--- Required action ---
Please transcribe the text on adenomyosis from "Currently, infertility is" up to and including "DO WE DIAGNOSE?".

--- Extract provided ---
▬▬▬▬▬▬▬▬▬▬
Adenomyosis is a condition in which the cells that line the inside of the uterus (endometrium) are abnormally located in the uterine wall (myometrium). This condition can result in enlarged uterus. This tissue thickens, breaks down, and bleeds during every menstrual cycle and can cause very painful periods and heavy bleeding. Adenomyosis can be difficult to diagnose and, without seeing a specialist, symptoms like heavy bleeding and pelvic pain are often dismissed.
Adenomyosis can vary greatly from woman to woman. It can be localized (to one area of the uterus), diffuse (involving large areas of the uterine muscle), scattered, or clustered. Adenomyosis can cause debilitating pain and severe menstrual bleeding for some women; however, up to 30 percent of women with adenomyosis have no symptoms at all.
Types of Adenomyosis
Adenomyosis Risk Factors
It seems that childbearing, previous uterine surgery, short menstrual cycles, and an early age of first period may be risk factors for adenomyosis.
Coexistence with other Gynecological conditions
Adenomyosis frequently coexists with other gynecological diseases, such as endometriosis and uterine fibroids. In 15% to 57% of cases, uterine leiomyomas and adenomyosis coexist in the same uterus and women with both conditions are more likely to experience pelvic pain
Adenomyosis and endometriosis share a number of features, so that for many years adenomyosis has been called endometriosis interna. Nevertheless, they are considered two different entities because of specific pathogenic pathways and clinical presentation, although they often coexist in the same patients. Adenomyosis prevalence in women with endometriosis ranges from 20% to 80%.
Impact on Fertility
Adenomyosis has been considered the typical uterine condition of multiparous women, although an increasing amount of evidence suggests an association with infertility and reproductive failure. In a recent study on infertile women, adenomyosis prevalence were 24.4% in women at least 40 years old and 22% in women less than 40 years old. This percentage increased to 38.2% in cases of recurrent pregnancy loss and to 34.7% in previous ART failure.
Currently, infertility is considered one of the possible clinical presentations of adenomyosis and several theories have been proposed to explain the underlying mechanisms. Abnormal utero-tubal transport seems to be an important mechanism leading to infertility and is due to anatomical distortion of the uterine cavity but also to disturbed uterine peristalsis and sperm transport. The inner myometrium present with dysfunctional hyperperistalsis and increased intrauterine pressure. In addition, in the presence of adenomyosis, ultrastructural myometrial abnormalities cause a disturbance in normal myocyte contractility with subsequent loss of normal rhythmic contraction
HOW DO WE DIAGNOSE?
▬▬▬▬▬▬▬▬▬▬
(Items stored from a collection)
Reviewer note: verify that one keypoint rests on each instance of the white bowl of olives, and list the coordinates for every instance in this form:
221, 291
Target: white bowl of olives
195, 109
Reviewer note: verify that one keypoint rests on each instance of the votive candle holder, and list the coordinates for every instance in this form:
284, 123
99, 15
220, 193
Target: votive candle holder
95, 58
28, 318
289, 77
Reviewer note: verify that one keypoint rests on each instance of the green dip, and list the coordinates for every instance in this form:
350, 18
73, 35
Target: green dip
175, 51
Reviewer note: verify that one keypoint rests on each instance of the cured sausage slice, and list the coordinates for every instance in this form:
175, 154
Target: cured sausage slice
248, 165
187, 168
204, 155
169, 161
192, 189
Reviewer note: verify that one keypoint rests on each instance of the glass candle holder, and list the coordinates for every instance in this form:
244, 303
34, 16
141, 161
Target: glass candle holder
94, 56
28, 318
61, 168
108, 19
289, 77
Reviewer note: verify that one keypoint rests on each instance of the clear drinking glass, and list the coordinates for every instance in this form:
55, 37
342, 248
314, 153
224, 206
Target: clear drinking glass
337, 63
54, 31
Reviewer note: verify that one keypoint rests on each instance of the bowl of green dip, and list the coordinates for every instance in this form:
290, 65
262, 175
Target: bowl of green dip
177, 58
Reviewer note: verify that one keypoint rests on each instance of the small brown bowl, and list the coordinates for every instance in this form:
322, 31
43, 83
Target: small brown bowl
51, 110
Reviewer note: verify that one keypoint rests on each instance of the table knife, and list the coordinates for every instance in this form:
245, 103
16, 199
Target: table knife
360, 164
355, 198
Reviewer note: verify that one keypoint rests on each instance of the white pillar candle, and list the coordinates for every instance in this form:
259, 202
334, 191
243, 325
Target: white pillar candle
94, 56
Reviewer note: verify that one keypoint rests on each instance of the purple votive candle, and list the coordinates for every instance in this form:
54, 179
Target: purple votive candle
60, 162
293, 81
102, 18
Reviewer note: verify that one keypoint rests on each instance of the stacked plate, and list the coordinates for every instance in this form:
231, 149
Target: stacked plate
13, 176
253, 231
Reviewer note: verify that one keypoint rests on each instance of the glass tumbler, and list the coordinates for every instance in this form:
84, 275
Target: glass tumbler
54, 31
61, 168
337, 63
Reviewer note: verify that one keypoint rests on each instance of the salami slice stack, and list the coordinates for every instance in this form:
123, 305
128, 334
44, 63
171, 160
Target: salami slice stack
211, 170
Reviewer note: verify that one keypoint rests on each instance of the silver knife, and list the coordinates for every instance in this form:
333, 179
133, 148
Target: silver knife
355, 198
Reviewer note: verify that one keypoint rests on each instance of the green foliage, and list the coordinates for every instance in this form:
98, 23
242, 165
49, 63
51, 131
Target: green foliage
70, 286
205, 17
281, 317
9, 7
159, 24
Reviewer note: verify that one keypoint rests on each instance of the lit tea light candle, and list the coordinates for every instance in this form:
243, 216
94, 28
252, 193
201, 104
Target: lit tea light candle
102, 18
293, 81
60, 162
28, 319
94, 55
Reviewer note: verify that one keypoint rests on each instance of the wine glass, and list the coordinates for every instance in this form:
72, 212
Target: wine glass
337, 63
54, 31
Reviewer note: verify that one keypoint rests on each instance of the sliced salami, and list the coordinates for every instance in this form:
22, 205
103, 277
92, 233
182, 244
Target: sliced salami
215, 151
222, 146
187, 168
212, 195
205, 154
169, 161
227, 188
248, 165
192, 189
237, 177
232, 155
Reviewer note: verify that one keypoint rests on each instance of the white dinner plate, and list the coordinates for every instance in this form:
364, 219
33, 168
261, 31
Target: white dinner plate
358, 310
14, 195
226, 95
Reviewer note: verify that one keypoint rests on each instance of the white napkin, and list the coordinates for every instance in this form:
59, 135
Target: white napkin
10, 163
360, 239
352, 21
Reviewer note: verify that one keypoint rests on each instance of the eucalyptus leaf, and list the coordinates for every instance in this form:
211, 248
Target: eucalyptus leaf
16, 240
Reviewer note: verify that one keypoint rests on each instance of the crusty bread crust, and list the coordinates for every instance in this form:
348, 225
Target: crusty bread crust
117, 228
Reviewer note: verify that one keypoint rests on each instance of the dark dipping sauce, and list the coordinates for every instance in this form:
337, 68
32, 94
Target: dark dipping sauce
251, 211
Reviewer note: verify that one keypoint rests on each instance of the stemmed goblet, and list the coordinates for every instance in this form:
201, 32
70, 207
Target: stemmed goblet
▬▬▬▬▬▬▬▬▬▬
--- Problem solution ---
Currently, infertility is considered one of the possible clinical presentations of adenomyosis and several theories have been proposed to explain the underlying mechanisms. Abnormal utero-tubal transport seems to be an important mechanism leading to infertility and is due to anatomical distortion of the uterine cavity but also to disturbed uterine peristalsis and sperm transport. The inner myometrium present with dysfunctional hyperperistalsis and increased intrauterine pressure. In addition, in the presence of adenomyosis, ultrastructural myometrial abnormalities cause a disturbance in normal myocyte contractility with subsequent loss of normal rhythmic contraction
HOW DO WE DIAGNOSE?